**Region pointing data:**
------------------------------------

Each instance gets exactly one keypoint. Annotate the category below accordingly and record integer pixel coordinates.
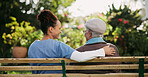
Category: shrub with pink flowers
(125, 34)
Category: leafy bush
(21, 34)
(125, 33)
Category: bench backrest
(140, 59)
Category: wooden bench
(141, 66)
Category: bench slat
(68, 67)
(58, 60)
(75, 75)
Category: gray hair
(94, 34)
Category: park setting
(23, 26)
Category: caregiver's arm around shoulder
(87, 55)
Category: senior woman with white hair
(95, 29)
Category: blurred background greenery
(19, 26)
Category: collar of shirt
(95, 40)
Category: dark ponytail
(46, 19)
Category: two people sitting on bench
(47, 47)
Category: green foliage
(22, 34)
(124, 31)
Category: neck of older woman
(45, 37)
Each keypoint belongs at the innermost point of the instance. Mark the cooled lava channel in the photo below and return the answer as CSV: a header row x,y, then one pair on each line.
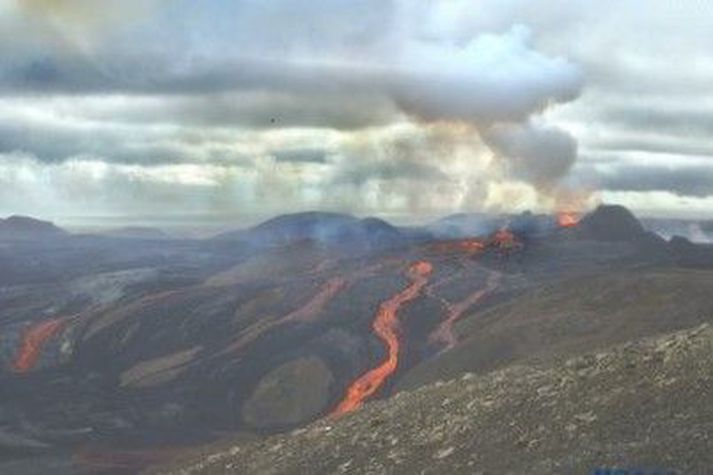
x,y
444,332
386,327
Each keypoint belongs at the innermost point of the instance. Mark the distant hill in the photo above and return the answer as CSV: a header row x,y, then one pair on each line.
x,y
611,223
328,228
23,227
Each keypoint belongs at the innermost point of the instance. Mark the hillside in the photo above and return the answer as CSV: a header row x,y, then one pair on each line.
x,y
23,227
635,406
561,319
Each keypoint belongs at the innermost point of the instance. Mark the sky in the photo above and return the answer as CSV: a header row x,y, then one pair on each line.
x,y
243,109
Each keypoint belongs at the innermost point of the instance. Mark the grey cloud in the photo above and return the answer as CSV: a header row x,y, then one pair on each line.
x,y
534,153
304,155
361,172
681,181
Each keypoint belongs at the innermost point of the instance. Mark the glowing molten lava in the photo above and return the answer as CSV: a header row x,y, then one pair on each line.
x,y
444,332
386,327
567,219
32,343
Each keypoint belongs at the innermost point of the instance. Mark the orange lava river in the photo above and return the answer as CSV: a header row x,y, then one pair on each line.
x,y
32,343
386,327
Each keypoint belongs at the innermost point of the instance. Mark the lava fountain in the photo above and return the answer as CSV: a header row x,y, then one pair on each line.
x,y
567,219
32,343
386,327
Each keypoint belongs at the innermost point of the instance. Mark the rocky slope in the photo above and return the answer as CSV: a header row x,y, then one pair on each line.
x,y
641,405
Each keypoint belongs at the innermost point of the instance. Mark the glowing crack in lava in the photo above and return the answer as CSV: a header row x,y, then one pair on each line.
x,y
33,341
444,332
567,219
386,327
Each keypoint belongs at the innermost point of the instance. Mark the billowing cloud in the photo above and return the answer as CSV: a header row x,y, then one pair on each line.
x,y
362,105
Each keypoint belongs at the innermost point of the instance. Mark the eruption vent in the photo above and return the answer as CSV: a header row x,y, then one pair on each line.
x,y
568,219
386,327
32,343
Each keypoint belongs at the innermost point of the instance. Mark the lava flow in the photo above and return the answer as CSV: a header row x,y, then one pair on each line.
x,y
567,219
444,332
386,327
32,343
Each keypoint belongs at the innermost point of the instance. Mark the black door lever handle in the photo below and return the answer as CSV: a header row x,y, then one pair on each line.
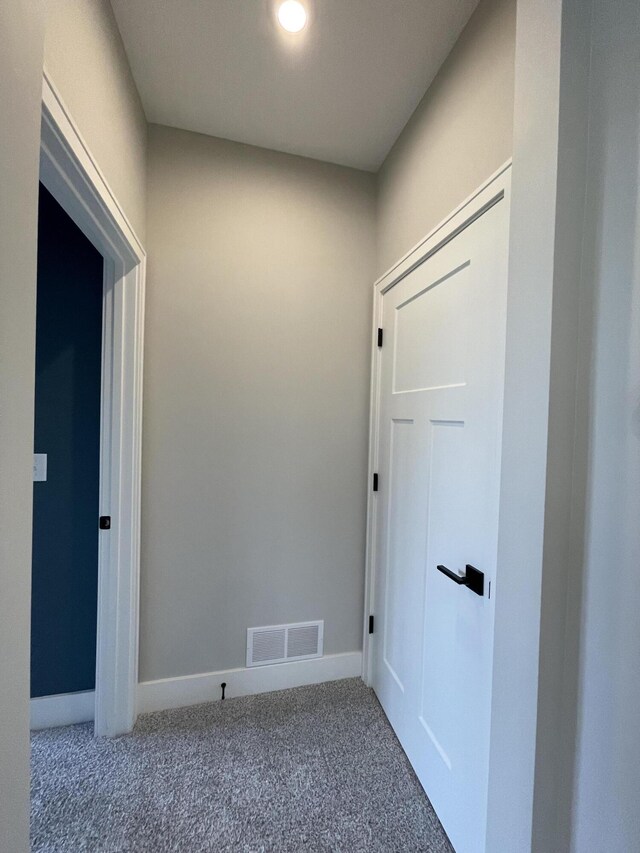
x,y
474,579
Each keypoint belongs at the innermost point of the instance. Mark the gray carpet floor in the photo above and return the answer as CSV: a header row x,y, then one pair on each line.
x,y
310,769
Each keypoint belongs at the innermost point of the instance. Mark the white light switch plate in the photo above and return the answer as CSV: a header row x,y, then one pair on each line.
x,y
39,467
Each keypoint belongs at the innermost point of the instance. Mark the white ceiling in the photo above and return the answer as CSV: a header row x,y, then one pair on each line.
x,y
341,91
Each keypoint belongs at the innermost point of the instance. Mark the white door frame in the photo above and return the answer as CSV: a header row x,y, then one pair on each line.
x,y
507,671
72,176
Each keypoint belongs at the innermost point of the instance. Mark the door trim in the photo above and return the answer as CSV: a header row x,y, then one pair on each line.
x,y
72,176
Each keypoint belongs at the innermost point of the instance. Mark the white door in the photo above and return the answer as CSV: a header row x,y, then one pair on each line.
x,y
442,377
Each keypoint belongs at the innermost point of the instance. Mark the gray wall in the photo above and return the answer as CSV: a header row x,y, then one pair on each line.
x,y
86,62
256,399
458,136
85,58
606,815
20,92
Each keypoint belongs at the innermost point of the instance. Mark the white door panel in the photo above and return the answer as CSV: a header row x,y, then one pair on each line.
x,y
442,377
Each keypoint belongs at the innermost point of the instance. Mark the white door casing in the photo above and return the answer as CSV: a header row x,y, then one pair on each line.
x,y
437,438
72,176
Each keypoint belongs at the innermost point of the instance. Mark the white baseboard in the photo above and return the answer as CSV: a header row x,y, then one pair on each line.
x,y
205,687
64,709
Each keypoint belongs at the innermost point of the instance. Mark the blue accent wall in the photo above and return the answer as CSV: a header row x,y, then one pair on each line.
x,y
67,428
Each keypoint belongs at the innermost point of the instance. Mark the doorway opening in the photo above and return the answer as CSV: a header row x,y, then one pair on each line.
x,y
74,181
64,585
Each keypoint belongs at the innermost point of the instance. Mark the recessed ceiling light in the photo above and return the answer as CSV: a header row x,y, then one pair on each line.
x,y
292,16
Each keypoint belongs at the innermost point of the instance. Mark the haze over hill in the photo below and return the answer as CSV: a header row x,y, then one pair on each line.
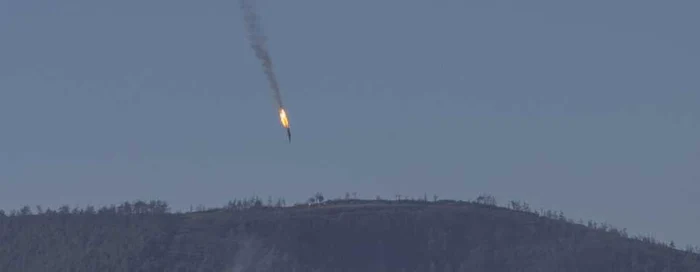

------------------------------------

**EXERCISE DESCRIPTION:** Would you write out each entry word for word and omit the images?

**EXPECTED ANSWER:**
Each instance gets exactly one keypoint. Annotate the category below accordingly and record integer pixel coordinates.
Category: shrub with pink flowers
(125, 34)
Category: leafy bush
(21, 34)
(125, 33)
Category: bench backrest
(140, 59)
Category: wooden bench
(141, 66)
Category: bench slat
(68, 67)
(58, 60)
(75, 75)
Category: gray hair
(94, 34)
Category: park setting
(23, 26)
Category: caregiver's arm around shoulder
(87, 55)
Category: senior woman with white hair
(95, 29)
Category: blurred background greenery
(19, 26)
Category: collar of shirt
(95, 40)
Category: dark ponytail
(46, 19)
Category: two people sitting on bench
(47, 47)
Category: green foliage
(22, 34)
(124, 31)
Category: neck of older woman
(45, 37)
Each keypoint belongs at the innermost point of the instance. Mark the cooled lava channel in the photo below and return the answer as CSV: a header row x,y, then one pair on each line.
x,y
444,332
386,327
Each keypoint belongs at the innermost point of the instance. Mark the distant hill in the photo above and return the answer as CSV: a header row x,y, then one pair on each line.
x,y
611,223
328,228
23,227
Each keypoint belongs at the innermost point of the instance. Mark the hillside in the photo above and return the answer as CSV: a header row x,y, then one pair on each line.
x,y
23,227
635,406
561,319
Each keypoint belongs at the innermost point of the instance. Mark the sky in the photo above and return the answer as CSV: a header row x,y, then one pair on each line.
x,y
243,109
Each keypoint belongs at the innermost point of the instance. Mark the grey cloud in the photo above and return the answer as CSV: a header row x,y, then one pair on each line.
x,y
534,153
304,155
361,172
681,181
Each keypoint belongs at the innermost point of the instance. Mark the glowing molten lava in the photo above and return the answer as CSV: a header row x,y, then one pair on each line.
x,y
444,332
386,327
567,219
32,343
Each keypoint belongs at the innermost point of the instance. Mark the orange lava river in the photo above and return the answer as CSV: a header row x,y, then one pair on each line.
x,y
32,343
386,327
Each keypoint belongs at the innermost point of the instance. Mark the lava fountain in the photo above and return the answer as CSV: a header row x,y, then one pair on each line.
x,y
567,219
32,343
386,327
Each keypoint belongs at the innermost point of the instance. Mark the rocky slope in the photo above and return the answer as CSV: a header row x,y, then one pair on each line.
x,y
641,405
Each keypoint belongs at the innermost point of the instance. Mark the glowing crack in lava in the photo above and return the answer as CSV: a header row x,y, then one pair on each line.
x,y
33,341
444,332
567,219
386,327
Each keypoint belongs at the innermost point of the instance. Mark the billowing cloud in the photo above and return the answer as CSV: a header row x,y, then one pair on each line.
x,y
362,105
Each keypoint belongs at the innermost point of the instance. Mark the eruption vent in the photo above and return the answer as CSV: a header row x,y, then one pair on each line.
x,y
568,219
386,327
32,343
Each keypoint belongs at the innermost point of the instance. Mark the lava flow in the photo above and return the answer as CSV: a header row x,y, then one pair on each line.
x,y
567,219
444,332
386,327
32,343
Each keypoint belongs at the innermost point of the instance. Mark the black door lever handle in the photo below and return the answer as CSV: a header row x,y, then one pair on each line.
x,y
474,579
Each keypoint belongs at the innermost point of the instance. Mark the gray carpet floor in the photo above and return the answer as CSV: a header row x,y, then one pair on each line.
x,y
310,769
Each keypoint belongs at the innermost point of the instance. Mark the white light switch plate in the photo above and return the answer as CSV: a header row x,y, then one pair on each line.
x,y
39,467
Each keypoint belongs at the innermost point of the instance. Mark the white ceiling in the photo above and return the answer as CSV: a header row x,y, then one pair on each line.
x,y
341,91
Each keypoint belongs at the innermost point of the instance. Mark the white door frame in the photo above and return the answer as CSV: a header row x,y, then one pair on each line.
x,y
507,671
72,176
Each keypoint belongs at the innermost point of the instance. Mark the door trim in the photo above and return the answer as CSV: a header row x,y, then one pair on each line.
x,y
72,176
Each keypoint belongs at the innermost point of the instance. Mark the white door in the photo above and return the answer as CSV: a header row x,y, then one pair on each line.
x,y
442,377
Each keypoint belongs at the innermost point of the instance. Mark the gray wall in the photo above and return the answer as CSV: a header row x,y, then one pair on each line.
x,y
86,62
256,399
458,136
85,58
606,815
20,92
Each keypoint belongs at the innermost point of the instance. Mark the white door panel in the photo above and return the answer as CSV: a header row x,y, then one pair on each line.
x,y
442,377
Each keypoint belongs at the innermost point of the instance. Mark the white door casing in the photo above and return the answer as CSV: a header row x,y, then one pair on each line.
x,y
437,438
72,176
Each keypoint belongs at the innermost point of the instance. Mark the white baseboard in the photo above and return the answer as CSV: a header row x,y, then one pair on each line.
x,y
205,687
64,709
Each keypoint belongs at the innermost point of the instance. Mark the blue accent wall in the photo above and return the answer as CSV: a header row x,y, then one pair on each line.
x,y
67,428
Each keypoint belongs at the innermost point of the instance. Mark the doorway opening in the photo above and return the answer as CSV: a header row x,y, then one pair on each line.
x,y
74,181
64,585
Each keypoint belongs at the innermost point of the instance. Mark the recessed ceiling light in the photo above and return the answer as CSV: a header row x,y, then one pair on each line.
x,y
292,16
Each keypoint belongs at the innermost point of the instance. Mark the haze over hill in the photo below and return the answer as CSV: a header row x,y, then one pair on each line.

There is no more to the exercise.